Problem to work on: Copy the data science skills text below word for word, from its first line to its last.

Works with other technologists and analysts to integrate and separate data feeds in order to map, produce, transform, and test new scalable data products that meet user needs. Has a demonstrable understanding of how to expose data from systems (e.g. through APIs), link data from multiple systems and deliver streaming services. Works with other technologists and analysts to understand and make use of different types of data models. Understands and can make use of different data engineering tools for repeatable data processing and is able to compare between different data models. Understands how to build scalable machine learning pipelines and combine feature engineering with optimisation methods to improve the data product performance.

Programming and build

Uses a range of coding practices to build scalable data products that can be used by strategic or operational users and can be further integrated into business systems. Works with technologists to design, create, test and document these data products. Works in accordance with agreed software development standards including consideration for security, accessibility and version control.

Levels of Mastery Detailed Definitions for Technical Capabilities

Mastery level

Description

Developing data science capability Awareness Develops their data science skills and knowledge through line management directed and self-directed learning. Shares their learning through the team when appropriate. Supports the cross government Data Science community.
Working Develops their data science knowledge through self-directed learning and shares their learning through the team when appropriate. Identifies professional development opportunities for Data Scientists.
Practitioner Promotes and monitors continuous professional development within their organisation. Develops knowledge of cutting-edge techniques and shares knowledge. Propagates data science capability across their organisation.
Expert Advocates the importance of continuous learning to data science team and propagates data science capability to the wider organisation and into industry. Is a role model of best practice through demonstration of their own self-directed learning.
Data Science Innovation Awareness Displays intellectual curiosity and has some awareness of innovation and emerging trends in industry.

Data section:
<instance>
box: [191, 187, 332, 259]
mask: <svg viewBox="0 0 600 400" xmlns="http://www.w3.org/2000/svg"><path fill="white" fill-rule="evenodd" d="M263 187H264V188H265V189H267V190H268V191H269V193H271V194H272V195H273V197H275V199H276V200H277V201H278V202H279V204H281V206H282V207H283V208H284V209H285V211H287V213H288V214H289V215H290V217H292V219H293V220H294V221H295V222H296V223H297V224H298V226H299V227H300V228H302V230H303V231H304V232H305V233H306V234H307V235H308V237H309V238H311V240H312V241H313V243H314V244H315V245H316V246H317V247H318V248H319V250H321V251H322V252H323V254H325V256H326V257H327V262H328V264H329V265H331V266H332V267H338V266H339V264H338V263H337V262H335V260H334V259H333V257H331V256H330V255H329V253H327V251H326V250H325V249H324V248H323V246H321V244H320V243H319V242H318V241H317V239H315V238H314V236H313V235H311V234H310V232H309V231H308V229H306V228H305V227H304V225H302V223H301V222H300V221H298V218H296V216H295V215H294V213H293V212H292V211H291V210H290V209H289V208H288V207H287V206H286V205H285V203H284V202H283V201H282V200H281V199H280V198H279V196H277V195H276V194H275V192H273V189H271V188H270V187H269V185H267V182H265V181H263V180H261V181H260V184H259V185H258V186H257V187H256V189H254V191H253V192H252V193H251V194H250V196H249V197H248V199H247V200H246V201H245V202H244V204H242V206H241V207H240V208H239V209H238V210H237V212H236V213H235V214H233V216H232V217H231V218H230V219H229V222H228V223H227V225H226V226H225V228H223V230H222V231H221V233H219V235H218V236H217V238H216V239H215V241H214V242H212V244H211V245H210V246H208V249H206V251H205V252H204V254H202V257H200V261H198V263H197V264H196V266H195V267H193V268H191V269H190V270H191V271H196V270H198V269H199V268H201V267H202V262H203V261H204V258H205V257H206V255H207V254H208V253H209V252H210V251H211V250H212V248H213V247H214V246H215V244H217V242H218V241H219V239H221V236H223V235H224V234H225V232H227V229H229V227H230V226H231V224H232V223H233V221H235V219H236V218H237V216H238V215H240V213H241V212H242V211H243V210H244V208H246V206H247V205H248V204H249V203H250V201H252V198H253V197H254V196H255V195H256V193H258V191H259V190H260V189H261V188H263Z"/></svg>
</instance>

Your response:
Works with other technologists and analysts to integrate and separate data feeds in order to map, produce, transform, and test new scalable data products that meet user needs. Has a demonstrable understanding of how to expose data from systems (e.g. through APIs), link data from multiple systems and deliver streaming services. Works with other technologists and analysts to understand and make use of different types of data models. Understands and can make use of different data engineering tools for repeatable data processing and is able to compare between different data models. Understands how to build scalable machine learning pipelines and combine feature engineering with optimisation methods to improve the data product performance.

Programming and build

Uses a range of coding practices to build scalable data products that can be used by strategic or operational users and can be further integrated into business systems. Works with technologists to design, create, test and document these data products. Works in accordance with agreed software development standards including consideration for security, accessibility and version control.

Levels of Mastery Detailed Definitions for Technical Capabilities

Mastery level

Description

Developing data science capability Awareness Develops their data science skills and knowledge through line management directed and self-directed learning. Shares their learning through the team when appropriate. Supports the cross government Data Science community.
Working Develops their data science knowledge through self-directed learning and shares their learning through the team when appropriate. Identifies professional development opportunities for Data Scientists.
Practitioner Promotes and monitors continuous professional development within their organisation. Develops knowledge of cutting-edge techniques and shares knowledge. Propagates data science capability across their organisation.
Expert Advocates the importance of continuous learning to data science team and propagates data science capability to the wider organisation and into industry. Is a role model of best practice through demonstration of their own self-directed learning.
Data Science Innovation Awareness Displays intellectual curiosity and has some awareness of innovation and emerging trends in industry.